## 提示された文章
++++
更新履歴 - - - 第一話~番外編その1
2007/5/21: 番外編1 p.6
そんな思いとは裏腹に、番外編(一) 6 ページ、更新です。
・・・
番外編はこれにて終了です。次回の水曜日は一回お休みをいただいて、金曜日から第三話へ突入します。
2007/5/18: 番外編1 p.5
これ見よがしに、番外編(一) 5ページ、更新です。
2007/5/16: 番外編1 p.4
かくなる上は、番外編(一) 4ページ、更新なのである。
2007/5/14: 番外編1 p.3
いわゆる、番外編(一) 3ページ、更新です。
・・・
「末っ娘」だから何だってのよ、とお思いの方はFAQをご参照あれ。
2007/5/11: 番外編1 p.2
詰まるところ、番外編(一) 2ページ、更新なのです。
・・・
この少年、グリム童話『こわがることをおぼえるために旅にでかけた男の話』の主役です。第一話の6ページに出てきて以来の再登場。
2007/5/9: 番外編1 p.1
思いがけず、番外編(一) 1ページ、更新です。
・・・
第一話に登場の侯爵夫妻、再登場です。
「いま何考えてるか当ててごらん♪」は、"I spy with my little eye" という、欧米で幼少の子供がやる遊びのこと。こちらに遊び方の説明が。
2007/5/4: 第二話 p.48
ついに、第二話 48 ページ、更新です。
・・・
第二話、これにて完結です。
また、あまりご覧いただいてないとは思うのですが、第二話の注釈もとりあえず訳了しています。
次回の月曜日は一回お休みをいただいて、水曜日から番外編が始まります。
2007/5/2: 第二話 p.47
引きも切らず、第二話 47 ページ、更新です。
++++
## 記述問題 A
下のリストで、文字列「panel」を含む行がいくつあるか数えて、その数だけを答えてください。

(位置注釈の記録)
++++
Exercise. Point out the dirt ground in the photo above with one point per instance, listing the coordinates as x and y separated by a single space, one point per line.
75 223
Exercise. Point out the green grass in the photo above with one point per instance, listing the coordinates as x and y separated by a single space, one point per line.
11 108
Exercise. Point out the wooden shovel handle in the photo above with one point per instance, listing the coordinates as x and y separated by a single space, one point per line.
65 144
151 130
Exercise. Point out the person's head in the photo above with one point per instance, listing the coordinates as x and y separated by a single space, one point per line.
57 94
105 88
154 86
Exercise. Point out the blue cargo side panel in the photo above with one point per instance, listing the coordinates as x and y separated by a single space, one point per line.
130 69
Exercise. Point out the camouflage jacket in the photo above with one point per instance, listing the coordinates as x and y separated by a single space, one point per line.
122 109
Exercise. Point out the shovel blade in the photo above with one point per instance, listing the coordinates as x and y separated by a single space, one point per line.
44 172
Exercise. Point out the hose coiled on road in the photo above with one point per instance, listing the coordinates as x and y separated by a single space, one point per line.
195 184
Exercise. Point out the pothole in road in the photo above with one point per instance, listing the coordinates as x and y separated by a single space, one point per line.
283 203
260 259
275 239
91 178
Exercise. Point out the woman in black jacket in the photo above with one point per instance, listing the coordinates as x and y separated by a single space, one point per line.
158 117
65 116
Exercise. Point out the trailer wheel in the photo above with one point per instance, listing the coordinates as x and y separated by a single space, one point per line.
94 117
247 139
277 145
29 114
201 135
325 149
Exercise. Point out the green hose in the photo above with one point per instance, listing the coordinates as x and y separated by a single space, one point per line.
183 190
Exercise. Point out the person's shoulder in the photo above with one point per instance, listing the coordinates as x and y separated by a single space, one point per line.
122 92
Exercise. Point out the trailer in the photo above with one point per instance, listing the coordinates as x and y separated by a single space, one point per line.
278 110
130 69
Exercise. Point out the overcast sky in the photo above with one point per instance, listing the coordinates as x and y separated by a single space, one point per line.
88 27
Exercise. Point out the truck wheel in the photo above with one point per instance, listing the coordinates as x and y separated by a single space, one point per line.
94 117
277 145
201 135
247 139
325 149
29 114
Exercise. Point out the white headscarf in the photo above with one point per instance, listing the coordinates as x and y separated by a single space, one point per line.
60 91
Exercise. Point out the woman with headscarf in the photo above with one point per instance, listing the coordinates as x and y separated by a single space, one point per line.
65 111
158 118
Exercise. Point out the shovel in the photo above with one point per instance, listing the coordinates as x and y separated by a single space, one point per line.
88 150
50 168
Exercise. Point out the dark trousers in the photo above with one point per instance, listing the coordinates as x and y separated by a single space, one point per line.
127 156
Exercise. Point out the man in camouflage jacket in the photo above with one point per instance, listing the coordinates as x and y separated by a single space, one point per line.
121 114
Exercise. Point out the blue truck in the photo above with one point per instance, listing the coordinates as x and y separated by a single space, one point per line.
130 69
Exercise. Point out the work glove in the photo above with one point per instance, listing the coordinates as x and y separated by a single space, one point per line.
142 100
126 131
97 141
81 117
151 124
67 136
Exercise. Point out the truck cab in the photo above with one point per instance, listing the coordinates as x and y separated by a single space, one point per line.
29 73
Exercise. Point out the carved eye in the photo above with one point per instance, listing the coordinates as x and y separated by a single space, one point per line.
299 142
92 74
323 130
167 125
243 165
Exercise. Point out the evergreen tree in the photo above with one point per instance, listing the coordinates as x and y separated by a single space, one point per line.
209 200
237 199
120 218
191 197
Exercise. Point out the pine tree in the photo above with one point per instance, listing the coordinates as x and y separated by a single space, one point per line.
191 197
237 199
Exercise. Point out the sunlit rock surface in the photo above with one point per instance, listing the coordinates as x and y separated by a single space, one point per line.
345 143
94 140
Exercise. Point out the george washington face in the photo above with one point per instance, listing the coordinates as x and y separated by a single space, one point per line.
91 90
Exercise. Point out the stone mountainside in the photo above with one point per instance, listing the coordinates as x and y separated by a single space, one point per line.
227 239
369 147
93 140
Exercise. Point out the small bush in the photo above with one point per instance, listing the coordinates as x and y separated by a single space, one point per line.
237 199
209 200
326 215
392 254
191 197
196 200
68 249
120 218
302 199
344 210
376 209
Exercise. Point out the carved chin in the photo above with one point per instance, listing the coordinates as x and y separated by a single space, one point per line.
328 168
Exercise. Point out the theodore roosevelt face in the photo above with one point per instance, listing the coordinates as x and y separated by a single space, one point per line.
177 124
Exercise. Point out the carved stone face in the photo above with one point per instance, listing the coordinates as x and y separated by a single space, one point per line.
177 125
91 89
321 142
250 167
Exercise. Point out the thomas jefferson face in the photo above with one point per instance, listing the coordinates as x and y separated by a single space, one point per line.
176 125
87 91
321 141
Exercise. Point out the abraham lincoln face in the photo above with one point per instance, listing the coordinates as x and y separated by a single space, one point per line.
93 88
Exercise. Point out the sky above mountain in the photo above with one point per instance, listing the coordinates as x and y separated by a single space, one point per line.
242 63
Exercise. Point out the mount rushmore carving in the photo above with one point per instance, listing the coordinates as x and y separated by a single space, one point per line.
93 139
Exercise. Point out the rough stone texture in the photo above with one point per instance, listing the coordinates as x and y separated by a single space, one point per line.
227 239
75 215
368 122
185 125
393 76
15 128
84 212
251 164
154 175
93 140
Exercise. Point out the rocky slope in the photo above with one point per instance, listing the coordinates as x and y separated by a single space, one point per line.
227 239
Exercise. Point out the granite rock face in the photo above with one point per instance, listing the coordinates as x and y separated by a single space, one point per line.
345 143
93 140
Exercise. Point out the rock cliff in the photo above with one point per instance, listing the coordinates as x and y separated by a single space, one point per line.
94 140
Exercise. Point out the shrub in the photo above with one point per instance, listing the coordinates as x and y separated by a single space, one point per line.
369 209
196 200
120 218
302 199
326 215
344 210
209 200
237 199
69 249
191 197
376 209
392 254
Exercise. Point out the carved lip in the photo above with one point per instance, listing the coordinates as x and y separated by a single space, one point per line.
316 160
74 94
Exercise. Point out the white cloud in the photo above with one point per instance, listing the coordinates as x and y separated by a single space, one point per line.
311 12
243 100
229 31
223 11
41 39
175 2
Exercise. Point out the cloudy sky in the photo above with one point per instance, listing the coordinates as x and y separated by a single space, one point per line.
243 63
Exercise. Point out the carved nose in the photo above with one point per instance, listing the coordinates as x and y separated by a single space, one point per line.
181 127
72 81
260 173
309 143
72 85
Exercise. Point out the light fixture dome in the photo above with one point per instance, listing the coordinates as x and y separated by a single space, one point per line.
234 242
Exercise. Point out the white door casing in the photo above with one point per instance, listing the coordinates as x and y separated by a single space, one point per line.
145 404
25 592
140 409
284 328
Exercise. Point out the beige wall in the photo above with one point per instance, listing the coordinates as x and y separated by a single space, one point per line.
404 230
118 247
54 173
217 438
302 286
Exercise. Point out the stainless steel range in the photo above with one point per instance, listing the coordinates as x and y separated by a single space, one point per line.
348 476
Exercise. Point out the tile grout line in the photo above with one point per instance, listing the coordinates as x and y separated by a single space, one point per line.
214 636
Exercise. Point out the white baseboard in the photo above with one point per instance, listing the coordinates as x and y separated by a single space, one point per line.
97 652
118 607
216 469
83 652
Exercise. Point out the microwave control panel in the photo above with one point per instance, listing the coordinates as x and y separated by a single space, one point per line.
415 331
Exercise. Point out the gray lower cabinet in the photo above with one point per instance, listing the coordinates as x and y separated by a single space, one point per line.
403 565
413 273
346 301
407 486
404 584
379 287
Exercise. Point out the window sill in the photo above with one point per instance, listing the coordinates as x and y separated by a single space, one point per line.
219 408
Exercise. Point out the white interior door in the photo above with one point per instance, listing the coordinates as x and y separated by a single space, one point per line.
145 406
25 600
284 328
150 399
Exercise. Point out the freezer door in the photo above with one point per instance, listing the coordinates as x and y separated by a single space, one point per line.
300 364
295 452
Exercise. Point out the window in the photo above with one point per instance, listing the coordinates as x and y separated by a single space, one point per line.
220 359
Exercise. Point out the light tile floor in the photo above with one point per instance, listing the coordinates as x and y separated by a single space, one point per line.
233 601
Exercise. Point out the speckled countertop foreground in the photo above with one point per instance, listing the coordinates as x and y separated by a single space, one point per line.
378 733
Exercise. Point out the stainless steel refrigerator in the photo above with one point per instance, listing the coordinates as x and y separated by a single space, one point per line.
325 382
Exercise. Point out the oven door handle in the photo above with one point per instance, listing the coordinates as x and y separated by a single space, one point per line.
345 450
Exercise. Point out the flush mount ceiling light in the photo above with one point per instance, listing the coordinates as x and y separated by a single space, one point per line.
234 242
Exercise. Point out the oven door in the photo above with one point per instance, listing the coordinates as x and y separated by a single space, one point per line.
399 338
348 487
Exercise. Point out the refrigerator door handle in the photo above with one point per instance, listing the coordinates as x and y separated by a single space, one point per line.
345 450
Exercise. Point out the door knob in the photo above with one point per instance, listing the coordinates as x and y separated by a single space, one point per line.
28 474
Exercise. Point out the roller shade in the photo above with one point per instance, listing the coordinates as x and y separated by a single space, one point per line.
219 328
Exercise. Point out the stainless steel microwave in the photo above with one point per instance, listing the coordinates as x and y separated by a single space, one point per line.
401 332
++++
## 記述問題 B
先に示した更新履歴の文章の続きを、最後の一文の後から書いてください。

## 期待される出力 A
2

## 期待される出力 B
・・・
童話・児童文学ウェブリングの終了に伴って、サイトデザインを少しいじりました。
投票は、本編の最新ページ、または下のカエル (の上に表示されるポップアップ) からできるようになりました。
2007/4/30: 第二話 p.46
すべからく、第二話 46 ページ、更新です。
2007/4/27: 第二話 p.45
しげしげと、第二話 45 ページ、更新です。
2007/4/25: 第二話 p.44
はんなりと、第二話 44 ページ、更新です。
2007/4/23: 第二話 p.43
はてさて、第二話 43 ページ、更新です。
本家は四周年を迎えたとのこと。第四話が予告どおりスタートしています。
2007/4/20: 第二話 p.42
そろそろ本格的に、ここに書くことがなくなってきました・・・。
無理矢理ネタを探すのも本末転倒ですので、特にお知らせすべきことがないときは、あっさりとした記述で行かせてもらいたいと思います。
・・・そんなわけで、第二話 42 ページ、更新です。
2007/4/18: 第二話 p.41
「海外ウェブコミック覚え書き」(訳者セレクトのリンク集…のようなもの)、少し大きく更新しました。日本語で読める海外ウェブコミックをいくつかまとめてご紹介。
2007/4/16: 第二話 p.40
そう言えば、「児童文学・絵本・童話ウェブリング」は、今月いっぱいで終了なのです。
訳者は「ランダム」であれこれ見るのが結構好きでした (リンク切れの多さには閉口しましたが)。pencil みたいなサイトに行き当たったときは、それはラッキーに感じたものです。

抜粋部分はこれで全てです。